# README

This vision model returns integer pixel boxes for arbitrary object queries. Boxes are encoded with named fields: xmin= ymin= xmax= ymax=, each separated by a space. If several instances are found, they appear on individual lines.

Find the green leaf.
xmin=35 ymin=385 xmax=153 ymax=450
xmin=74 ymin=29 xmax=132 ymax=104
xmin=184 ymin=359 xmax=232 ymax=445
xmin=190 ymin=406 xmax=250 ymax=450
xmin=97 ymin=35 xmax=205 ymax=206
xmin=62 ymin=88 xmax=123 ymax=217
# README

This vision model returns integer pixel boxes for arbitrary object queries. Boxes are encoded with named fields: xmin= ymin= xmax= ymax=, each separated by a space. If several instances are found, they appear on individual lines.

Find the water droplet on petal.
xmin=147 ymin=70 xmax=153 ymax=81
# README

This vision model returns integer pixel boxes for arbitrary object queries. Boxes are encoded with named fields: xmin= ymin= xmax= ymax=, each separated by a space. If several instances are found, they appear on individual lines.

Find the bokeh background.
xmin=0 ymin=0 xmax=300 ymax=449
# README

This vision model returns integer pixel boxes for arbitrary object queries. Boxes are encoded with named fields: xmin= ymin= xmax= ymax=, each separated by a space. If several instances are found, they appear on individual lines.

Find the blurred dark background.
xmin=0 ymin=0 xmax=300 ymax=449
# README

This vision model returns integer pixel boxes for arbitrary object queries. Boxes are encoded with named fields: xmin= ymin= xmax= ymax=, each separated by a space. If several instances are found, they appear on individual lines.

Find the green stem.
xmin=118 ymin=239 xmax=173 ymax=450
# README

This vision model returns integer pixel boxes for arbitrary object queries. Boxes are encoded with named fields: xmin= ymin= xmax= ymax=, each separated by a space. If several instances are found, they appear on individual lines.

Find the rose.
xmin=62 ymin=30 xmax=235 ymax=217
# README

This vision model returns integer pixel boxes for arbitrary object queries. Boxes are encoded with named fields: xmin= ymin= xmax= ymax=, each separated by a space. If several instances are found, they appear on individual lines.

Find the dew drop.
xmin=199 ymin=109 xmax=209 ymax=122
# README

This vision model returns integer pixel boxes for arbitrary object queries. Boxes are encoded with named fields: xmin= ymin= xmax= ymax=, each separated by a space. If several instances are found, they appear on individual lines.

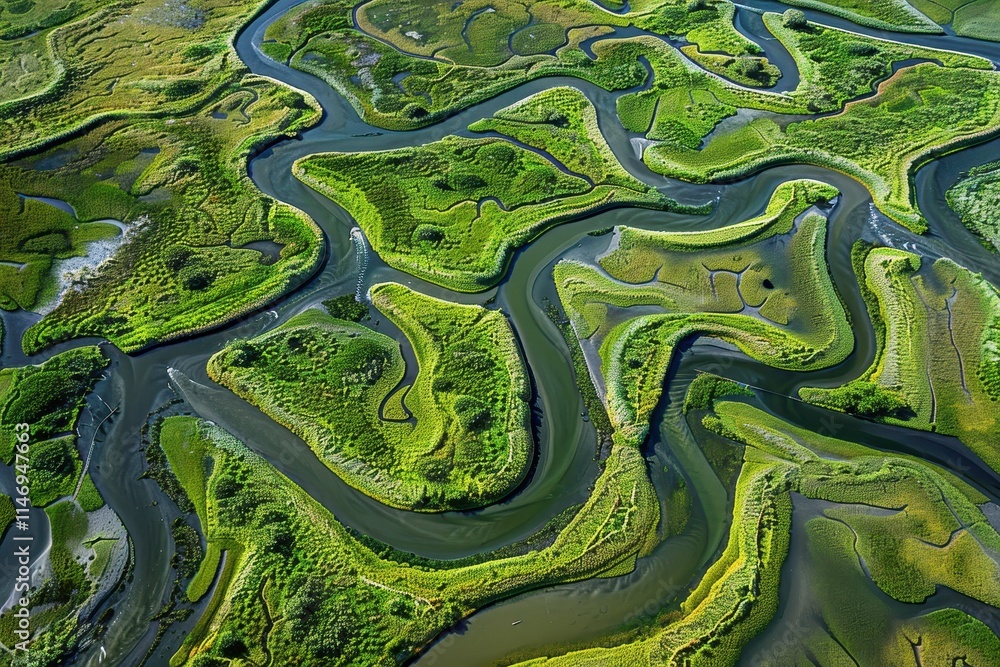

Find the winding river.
xmin=3 ymin=0 xmax=1000 ymax=667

────

Instructions to follow.
Extract from the data above each line that contains the word "background", and reproduce every such line in full.

Complete answer.
Find the bokeh background.
Find the blurred dark background.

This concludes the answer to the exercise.